Object position labeling rows:
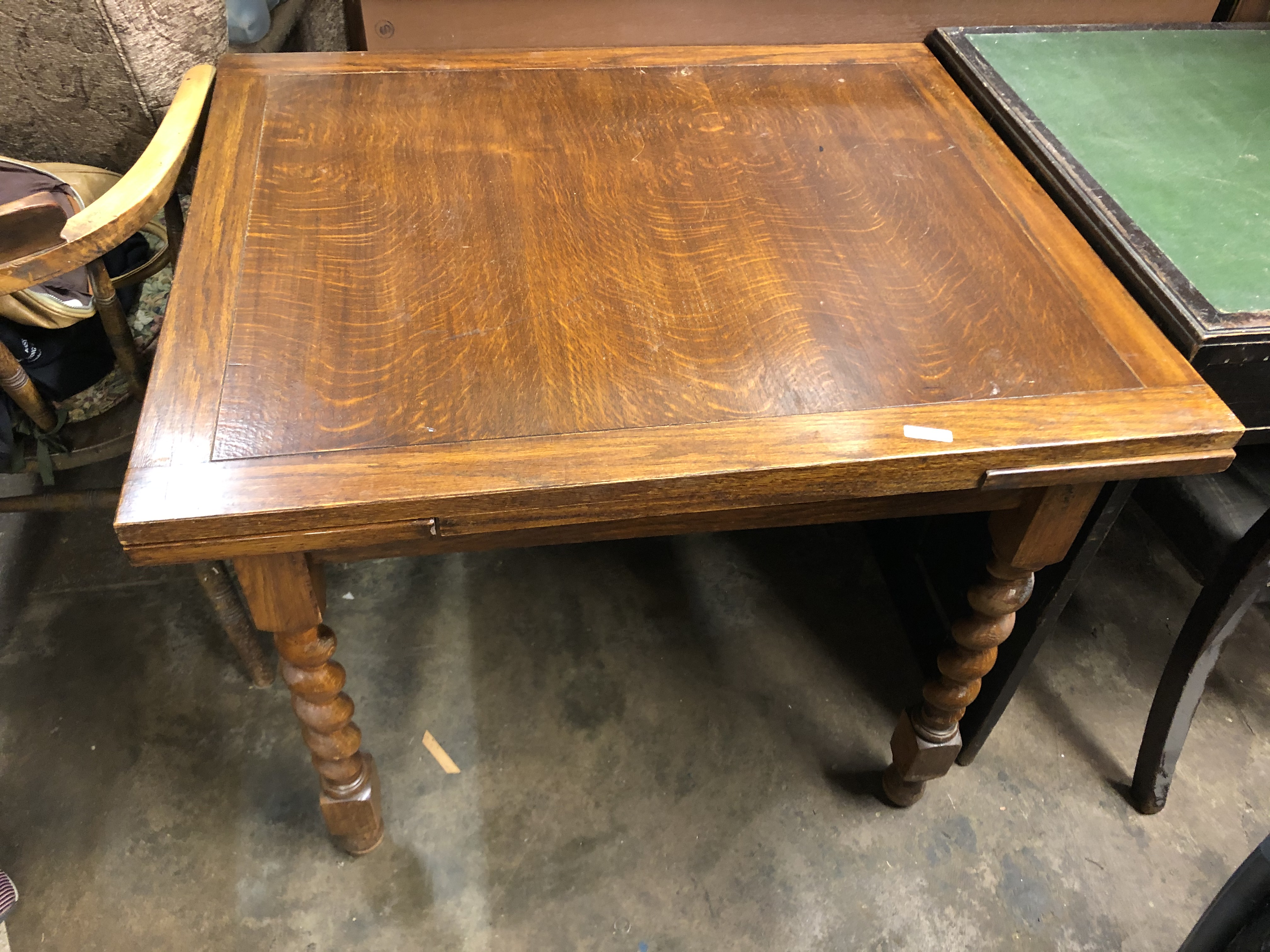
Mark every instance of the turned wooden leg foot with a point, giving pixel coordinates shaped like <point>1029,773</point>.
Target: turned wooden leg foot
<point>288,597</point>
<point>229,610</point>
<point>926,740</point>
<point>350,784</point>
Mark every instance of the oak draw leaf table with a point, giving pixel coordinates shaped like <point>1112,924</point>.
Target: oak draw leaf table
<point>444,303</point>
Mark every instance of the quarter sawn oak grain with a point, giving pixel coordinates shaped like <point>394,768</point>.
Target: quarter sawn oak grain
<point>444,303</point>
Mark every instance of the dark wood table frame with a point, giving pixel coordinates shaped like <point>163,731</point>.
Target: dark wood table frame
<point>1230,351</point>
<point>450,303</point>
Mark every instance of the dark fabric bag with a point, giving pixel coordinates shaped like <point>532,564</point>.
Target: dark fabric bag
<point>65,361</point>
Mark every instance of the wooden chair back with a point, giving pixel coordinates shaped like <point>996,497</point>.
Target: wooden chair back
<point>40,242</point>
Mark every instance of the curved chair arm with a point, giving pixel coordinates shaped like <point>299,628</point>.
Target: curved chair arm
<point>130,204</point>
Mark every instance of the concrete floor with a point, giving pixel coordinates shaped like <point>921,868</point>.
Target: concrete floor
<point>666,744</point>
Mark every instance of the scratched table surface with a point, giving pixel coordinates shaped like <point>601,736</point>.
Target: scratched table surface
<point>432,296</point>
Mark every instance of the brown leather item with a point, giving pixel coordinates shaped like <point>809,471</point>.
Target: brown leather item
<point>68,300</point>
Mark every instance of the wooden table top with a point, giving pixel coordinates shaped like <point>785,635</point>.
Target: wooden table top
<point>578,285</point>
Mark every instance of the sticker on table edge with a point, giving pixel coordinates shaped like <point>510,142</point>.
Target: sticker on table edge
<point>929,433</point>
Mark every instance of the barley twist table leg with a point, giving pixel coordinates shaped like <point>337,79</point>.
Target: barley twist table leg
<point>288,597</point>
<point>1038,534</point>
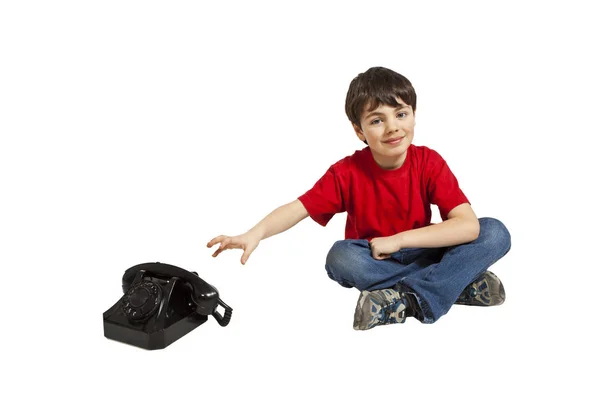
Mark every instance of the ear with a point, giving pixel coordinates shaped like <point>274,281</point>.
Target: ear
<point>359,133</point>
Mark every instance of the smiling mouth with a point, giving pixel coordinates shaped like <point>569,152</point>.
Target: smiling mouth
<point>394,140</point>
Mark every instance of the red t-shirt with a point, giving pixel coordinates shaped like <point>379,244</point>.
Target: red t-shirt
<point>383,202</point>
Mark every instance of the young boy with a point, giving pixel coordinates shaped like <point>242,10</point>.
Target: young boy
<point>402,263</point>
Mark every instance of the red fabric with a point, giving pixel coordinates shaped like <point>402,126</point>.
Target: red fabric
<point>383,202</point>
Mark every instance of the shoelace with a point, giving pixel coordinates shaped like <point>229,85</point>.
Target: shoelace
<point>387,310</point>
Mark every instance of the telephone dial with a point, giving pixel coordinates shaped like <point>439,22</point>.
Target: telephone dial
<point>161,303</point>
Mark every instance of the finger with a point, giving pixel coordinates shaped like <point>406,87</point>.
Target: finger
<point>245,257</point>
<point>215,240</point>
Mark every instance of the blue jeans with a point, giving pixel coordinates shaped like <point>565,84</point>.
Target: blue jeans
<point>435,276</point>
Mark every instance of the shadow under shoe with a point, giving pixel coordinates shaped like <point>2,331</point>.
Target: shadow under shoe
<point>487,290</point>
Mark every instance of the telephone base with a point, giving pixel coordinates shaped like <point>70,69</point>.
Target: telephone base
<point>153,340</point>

## Short exercise
Convert every line of the rows above into a JSON list of strings, one string per line, leaving out blank lines and the pictures.

## Answer in full
[
  "Mark every instance of the turned wooden leg foot with a point, giving pixel coordinates shaped like <point>1029,773</point>.",
  "Target: turned wooden leg foot",
  "<point>288,597</point>",
  "<point>229,610</point>",
  "<point>926,740</point>",
  "<point>350,784</point>",
  "Mark every instance of the oak draw leaf table with a point, giving pixel coordinates shaped like <point>1112,924</point>.",
  "Target: oak draw leaf table",
  "<point>444,303</point>",
  "Mark every instance of the quarter sawn oak grain with a point, giving pixel coordinates shaped like <point>394,768</point>.",
  "Target: quarter sawn oak grain",
  "<point>444,303</point>",
  "Mark every instance of the dark wood table frame with a point, giving pixel coordinates shaped like <point>163,731</point>.",
  "Target: dark wood table frame",
  "<point>1230,351</point>",
  "<point>450,303</point>",
  "Mark every instance of the dark fabric bag with a point, giving pixel coordinates shaped like <point>532,564</point>.",
  "Target: dark fabric bag",
  "<point>65,361</point>",
  "Mark every instance of the wooden chair back with a point, giving pixel coordinates shaped like <point>996,497</point>.",
  "Target: wooden chair back",
  "<point>40,242</point>",
  "Mark every instance of the curved chair arm with a point, giving pixel coordinates shaped like <point>299,628</point>.",
  "Target: curved chair arm",
  "<point>130,204</point>",
  "Mark every instance of the concrete floor with a point, giving pixel coordinates shaped like <point>921,868</point>.",
  "Target: concrete floor",
  "<point>666,744</point>",
  "Mark every instance of the scratched table surface with a point, giving pixel coordinates shaped like <point>601,736</point>.",
  "Target: scratched table surface",
  "<point>432,296</point>",
  "Mark every instance of the brown leather item with a point, giving pixel coordinates shaped like <point>809,471</point>.",
  "Target: brown leather item",
  "<point>68,300</point>",
  "Mark every instance of the wooden table top with a point, giving pixel coordinates shaped like <point>785,635</point>.",
  "Target: wooden table top",
  "<point>578,285</point>",
  "Mark every instance of the sticker on table edge with a point, giving pixel coordinates shaped like <point>510,142</point>.",
  "Target: sticker on table edge",
  "<point>929,433</point>",
  "Mark every instance of the barley twist table leg with a point, giving pixel coordinates shaped like <point>337,79</point>.",
  "Target: barley twist table leg",
  "<point>288,597</point>",
  "<point>1038,534</point>",
  "Mark every instance of the ear with a point, giving pixel coordinates shaped like <point>274,281</point>.",
  "Target: ear",
  "<point>359,133</point>",
  "Mark every instance of the smiling mouth with a point, giving pixel coordinates shaped like <point>569,152</point>.",
  "Target: smiling mouth",
  "<point>394,140</point>",
  "Mark every instance of the red t-shirt with a point, giving pixel coordinates shaped like <point>379,244</point>.",
  "Target: red t-shirt",
  "<point>383,202</point>",
  "Mark every instance of the young boy with a point, giving pixel coordinates shaped like <point>242,10</point>.",
  "Target: young boy",
  "<point>402,263</point>",
  "Mark every instance of the red fabric with a point, giving pixel coordinates shaped like <point>402,126</point>.",
  "Target: red fabric",
  "<point>383,202</point>",
  "Mark every instance of the shoelace with a point, giving pixel coordinates shaped like <point>229,85</point>.",
  "Target: shoelace",
  "<point>387,310</point>",
  "Mark every instance of the telephone dial with a point, giving pixel coordinates shaped like <point>439,22</point>.",
  "Target: telephone dial",
  "<point>161,303</point>",
  "Mark every instance of the finger with a point, giving pixel coordinates shaped like <point>406,87</point>.",
  "Target: finger",
  "<point>245,257</point>",
  "<point>215,240</point>",
  "Mark every instance of the blue jeans with a point, giving pixel coordinates shaped like <point>565,84</point>.",
  "Target: blue jeans",
  "<point>435,276</point>",
  "Mark every instance of the shadow under shoe with a point, giving pixel coordinates shaped like <point>2,331</point>.",
  "Target: shadow under shoe",
  "<point>487,290</point>",
  "Mark every instance of the telephone base with a point, giving pixel coordinates shaped like <point>70,69</point>.",
  "Target: telephone base",
  "<point>153,340</point>"
]